**Goal of the exercise:**
Report every line in the rows below that contains the word "suit".

Location identification items
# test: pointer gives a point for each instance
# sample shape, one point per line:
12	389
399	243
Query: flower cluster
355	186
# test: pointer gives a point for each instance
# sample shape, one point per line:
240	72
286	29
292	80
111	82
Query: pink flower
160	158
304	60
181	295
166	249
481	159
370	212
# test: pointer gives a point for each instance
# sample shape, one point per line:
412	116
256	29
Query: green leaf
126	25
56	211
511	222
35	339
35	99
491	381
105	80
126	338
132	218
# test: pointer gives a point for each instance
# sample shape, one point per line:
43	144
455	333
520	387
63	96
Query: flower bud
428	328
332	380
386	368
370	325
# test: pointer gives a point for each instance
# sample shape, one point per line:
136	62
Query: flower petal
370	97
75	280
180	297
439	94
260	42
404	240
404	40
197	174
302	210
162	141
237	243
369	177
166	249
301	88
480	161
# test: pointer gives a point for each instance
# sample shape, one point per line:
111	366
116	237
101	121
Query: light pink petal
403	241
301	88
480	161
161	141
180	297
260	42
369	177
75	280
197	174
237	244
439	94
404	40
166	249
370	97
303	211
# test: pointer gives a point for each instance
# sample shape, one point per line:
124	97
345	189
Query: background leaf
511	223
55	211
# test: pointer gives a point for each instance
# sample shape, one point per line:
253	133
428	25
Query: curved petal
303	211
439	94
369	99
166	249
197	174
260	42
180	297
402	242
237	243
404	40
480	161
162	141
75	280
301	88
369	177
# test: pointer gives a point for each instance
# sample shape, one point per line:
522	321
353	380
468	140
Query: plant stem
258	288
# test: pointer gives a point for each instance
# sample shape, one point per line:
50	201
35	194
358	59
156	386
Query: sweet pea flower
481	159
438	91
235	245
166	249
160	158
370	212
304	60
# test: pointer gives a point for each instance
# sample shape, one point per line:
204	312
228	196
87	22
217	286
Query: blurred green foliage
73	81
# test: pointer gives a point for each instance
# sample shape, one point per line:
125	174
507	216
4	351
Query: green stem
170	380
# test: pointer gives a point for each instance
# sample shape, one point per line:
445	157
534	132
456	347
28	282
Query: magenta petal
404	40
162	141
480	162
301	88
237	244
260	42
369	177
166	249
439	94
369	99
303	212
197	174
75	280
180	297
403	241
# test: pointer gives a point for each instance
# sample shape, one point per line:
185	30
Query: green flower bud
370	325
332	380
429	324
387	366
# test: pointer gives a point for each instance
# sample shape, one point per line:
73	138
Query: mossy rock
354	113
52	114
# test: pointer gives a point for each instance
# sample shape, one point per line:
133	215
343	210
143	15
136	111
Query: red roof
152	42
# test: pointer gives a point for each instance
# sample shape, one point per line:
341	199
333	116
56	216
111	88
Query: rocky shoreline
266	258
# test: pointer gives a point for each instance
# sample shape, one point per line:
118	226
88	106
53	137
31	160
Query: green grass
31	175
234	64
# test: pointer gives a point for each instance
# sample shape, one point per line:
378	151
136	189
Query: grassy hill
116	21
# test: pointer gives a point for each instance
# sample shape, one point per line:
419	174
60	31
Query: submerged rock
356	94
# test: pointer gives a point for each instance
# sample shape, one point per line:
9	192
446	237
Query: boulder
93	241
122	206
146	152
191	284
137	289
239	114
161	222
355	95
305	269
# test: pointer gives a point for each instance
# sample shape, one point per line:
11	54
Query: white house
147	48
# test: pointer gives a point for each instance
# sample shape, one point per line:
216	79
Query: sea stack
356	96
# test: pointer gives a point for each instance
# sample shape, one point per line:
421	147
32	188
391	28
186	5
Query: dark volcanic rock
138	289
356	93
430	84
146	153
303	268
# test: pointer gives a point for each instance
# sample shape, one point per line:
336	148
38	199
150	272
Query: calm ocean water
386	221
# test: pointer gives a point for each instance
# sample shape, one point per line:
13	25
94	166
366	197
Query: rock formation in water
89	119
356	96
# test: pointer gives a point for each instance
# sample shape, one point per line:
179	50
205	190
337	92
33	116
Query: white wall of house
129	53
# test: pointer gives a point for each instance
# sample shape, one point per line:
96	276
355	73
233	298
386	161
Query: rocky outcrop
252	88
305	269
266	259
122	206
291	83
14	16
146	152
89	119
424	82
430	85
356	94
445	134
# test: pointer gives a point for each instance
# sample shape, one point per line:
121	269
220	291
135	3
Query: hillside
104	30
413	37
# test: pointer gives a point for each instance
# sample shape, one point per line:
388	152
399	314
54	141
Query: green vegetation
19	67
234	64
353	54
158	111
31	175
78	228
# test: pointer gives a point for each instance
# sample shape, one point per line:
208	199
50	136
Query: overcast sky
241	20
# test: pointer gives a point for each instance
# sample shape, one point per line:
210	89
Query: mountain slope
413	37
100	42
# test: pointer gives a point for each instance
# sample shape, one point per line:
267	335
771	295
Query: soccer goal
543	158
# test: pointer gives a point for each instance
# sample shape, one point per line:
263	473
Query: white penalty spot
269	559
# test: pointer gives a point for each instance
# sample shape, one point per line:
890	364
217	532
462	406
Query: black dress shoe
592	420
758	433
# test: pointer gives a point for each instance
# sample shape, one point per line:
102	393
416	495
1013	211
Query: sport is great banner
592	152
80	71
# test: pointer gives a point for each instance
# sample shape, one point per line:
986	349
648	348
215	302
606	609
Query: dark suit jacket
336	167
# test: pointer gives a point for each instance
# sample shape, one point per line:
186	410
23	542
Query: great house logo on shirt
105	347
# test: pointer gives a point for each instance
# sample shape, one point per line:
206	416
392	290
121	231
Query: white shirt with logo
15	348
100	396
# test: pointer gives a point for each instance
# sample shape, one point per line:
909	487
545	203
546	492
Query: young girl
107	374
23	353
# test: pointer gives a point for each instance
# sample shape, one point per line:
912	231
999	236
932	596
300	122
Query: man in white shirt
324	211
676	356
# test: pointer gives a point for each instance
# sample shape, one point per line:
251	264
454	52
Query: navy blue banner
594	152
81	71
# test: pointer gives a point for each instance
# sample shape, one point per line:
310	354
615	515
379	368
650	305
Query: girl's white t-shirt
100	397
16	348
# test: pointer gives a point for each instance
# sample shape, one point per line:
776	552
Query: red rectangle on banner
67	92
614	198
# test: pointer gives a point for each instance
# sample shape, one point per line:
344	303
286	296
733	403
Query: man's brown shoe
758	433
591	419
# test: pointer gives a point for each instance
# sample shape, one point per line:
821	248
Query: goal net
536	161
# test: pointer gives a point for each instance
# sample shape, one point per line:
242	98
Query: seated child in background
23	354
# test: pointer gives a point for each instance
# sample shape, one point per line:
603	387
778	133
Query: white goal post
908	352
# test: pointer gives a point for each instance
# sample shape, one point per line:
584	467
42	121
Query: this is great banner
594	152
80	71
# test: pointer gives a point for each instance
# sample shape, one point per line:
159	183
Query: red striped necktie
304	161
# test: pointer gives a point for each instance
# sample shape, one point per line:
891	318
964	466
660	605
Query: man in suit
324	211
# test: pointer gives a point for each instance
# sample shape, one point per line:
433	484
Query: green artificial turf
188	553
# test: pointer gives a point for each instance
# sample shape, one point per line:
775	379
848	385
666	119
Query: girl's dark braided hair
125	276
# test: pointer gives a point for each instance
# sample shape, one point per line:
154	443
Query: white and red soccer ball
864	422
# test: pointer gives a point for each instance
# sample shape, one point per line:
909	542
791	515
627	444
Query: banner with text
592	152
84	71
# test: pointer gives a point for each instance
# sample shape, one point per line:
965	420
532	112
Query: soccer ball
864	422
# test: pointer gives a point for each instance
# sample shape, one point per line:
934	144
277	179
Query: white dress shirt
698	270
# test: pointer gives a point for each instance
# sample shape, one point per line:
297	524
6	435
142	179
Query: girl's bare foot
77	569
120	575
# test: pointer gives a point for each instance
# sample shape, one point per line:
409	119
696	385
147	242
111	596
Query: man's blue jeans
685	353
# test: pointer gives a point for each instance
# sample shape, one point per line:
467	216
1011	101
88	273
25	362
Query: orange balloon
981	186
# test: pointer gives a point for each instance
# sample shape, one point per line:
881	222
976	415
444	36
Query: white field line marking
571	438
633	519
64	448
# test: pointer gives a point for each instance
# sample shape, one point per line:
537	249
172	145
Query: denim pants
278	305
--
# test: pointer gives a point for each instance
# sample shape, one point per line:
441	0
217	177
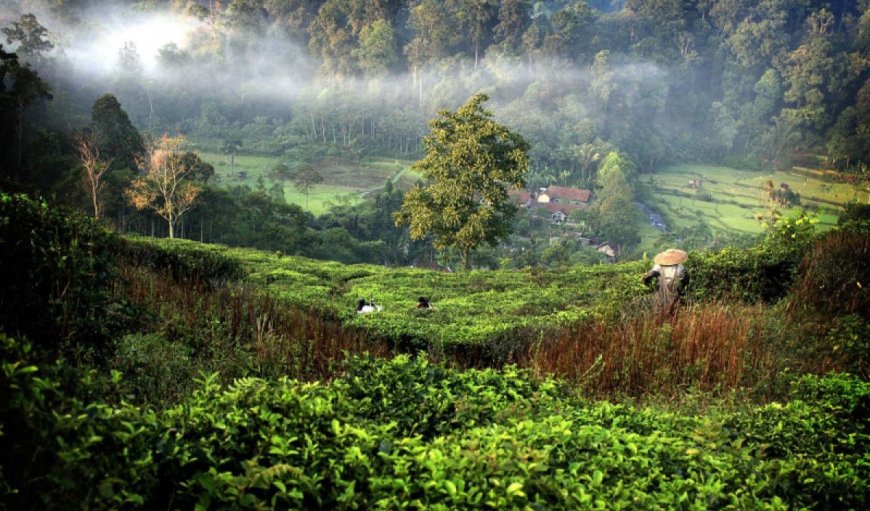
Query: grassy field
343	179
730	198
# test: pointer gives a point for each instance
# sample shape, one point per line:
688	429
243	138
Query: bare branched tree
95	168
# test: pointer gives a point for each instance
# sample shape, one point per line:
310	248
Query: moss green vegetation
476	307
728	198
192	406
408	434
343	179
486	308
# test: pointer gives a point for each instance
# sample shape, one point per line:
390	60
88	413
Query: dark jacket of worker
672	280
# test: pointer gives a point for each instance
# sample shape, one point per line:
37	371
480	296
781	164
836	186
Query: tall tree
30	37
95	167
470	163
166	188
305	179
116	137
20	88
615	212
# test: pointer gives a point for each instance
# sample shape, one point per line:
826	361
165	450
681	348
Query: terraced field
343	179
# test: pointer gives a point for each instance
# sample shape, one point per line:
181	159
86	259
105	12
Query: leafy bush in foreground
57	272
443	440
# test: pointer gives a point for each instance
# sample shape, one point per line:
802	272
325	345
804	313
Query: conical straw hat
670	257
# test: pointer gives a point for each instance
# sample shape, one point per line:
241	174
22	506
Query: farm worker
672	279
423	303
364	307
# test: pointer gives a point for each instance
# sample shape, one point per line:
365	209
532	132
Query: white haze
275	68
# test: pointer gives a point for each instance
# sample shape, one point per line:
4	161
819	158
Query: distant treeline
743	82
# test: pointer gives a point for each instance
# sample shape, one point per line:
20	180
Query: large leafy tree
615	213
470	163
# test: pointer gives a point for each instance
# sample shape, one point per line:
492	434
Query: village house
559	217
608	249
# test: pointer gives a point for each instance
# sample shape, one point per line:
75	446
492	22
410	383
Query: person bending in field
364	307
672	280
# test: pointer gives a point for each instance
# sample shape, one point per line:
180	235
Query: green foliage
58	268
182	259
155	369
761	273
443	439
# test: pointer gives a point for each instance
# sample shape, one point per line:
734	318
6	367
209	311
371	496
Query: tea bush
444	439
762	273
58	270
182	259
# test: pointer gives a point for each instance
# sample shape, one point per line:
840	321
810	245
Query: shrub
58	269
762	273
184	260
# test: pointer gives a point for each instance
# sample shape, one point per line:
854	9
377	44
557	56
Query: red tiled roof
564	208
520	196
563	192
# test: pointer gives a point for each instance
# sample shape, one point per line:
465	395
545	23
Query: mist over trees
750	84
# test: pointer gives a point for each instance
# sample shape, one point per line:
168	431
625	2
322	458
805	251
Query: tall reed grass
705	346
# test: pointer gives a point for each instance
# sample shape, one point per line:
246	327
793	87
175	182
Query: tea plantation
==
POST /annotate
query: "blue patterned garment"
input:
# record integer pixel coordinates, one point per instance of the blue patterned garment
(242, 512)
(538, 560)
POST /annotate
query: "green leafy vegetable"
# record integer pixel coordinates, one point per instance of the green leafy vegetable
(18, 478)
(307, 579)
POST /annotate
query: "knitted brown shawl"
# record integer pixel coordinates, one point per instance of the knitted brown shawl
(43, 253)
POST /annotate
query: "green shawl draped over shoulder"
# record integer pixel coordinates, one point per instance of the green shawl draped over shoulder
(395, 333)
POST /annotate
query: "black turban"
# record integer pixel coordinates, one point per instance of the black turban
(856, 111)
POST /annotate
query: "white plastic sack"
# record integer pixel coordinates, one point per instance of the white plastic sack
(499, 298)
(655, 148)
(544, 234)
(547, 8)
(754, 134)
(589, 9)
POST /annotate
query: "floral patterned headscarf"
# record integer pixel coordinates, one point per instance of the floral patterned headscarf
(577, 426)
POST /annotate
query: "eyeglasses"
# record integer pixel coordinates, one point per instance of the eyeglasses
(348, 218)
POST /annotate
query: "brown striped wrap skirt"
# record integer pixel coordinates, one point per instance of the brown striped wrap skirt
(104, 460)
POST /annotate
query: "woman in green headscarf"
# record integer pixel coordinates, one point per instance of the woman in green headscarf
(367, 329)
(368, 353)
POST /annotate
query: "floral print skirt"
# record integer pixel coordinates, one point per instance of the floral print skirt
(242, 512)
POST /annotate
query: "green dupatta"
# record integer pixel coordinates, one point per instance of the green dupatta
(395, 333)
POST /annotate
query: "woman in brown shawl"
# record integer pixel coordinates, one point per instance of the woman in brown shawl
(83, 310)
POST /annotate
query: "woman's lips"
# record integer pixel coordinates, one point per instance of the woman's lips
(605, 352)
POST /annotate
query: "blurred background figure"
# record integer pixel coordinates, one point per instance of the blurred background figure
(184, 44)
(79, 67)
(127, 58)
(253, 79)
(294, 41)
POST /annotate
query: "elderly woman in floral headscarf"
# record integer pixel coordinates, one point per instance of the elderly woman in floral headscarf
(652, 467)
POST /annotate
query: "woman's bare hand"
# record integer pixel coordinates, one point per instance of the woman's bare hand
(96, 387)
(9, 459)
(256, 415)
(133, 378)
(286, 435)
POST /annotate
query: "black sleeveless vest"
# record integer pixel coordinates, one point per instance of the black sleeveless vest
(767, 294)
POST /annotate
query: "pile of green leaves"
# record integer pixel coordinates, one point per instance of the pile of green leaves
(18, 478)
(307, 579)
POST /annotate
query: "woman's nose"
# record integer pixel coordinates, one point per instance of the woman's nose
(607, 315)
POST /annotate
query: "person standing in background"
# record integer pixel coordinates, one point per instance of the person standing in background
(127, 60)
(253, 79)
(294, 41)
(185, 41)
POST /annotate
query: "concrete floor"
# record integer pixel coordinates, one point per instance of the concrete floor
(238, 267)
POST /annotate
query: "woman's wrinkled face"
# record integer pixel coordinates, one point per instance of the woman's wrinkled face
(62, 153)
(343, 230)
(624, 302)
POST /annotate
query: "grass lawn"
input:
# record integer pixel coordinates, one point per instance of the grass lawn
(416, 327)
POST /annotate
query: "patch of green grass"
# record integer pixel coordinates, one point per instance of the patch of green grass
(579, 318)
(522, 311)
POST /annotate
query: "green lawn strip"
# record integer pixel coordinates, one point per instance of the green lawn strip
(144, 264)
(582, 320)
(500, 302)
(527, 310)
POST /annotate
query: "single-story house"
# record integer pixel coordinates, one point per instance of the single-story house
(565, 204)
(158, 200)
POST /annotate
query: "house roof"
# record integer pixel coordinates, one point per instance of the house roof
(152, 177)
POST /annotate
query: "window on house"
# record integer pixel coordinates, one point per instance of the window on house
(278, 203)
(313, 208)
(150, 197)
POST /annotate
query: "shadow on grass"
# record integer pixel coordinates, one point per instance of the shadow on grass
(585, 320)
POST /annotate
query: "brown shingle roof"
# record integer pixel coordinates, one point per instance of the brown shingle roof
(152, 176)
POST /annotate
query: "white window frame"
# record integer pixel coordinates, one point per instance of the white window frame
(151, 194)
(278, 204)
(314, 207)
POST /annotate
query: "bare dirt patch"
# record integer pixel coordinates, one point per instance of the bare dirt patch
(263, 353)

**Exercise response:**
Query: dark suit jacket
Query: man in suit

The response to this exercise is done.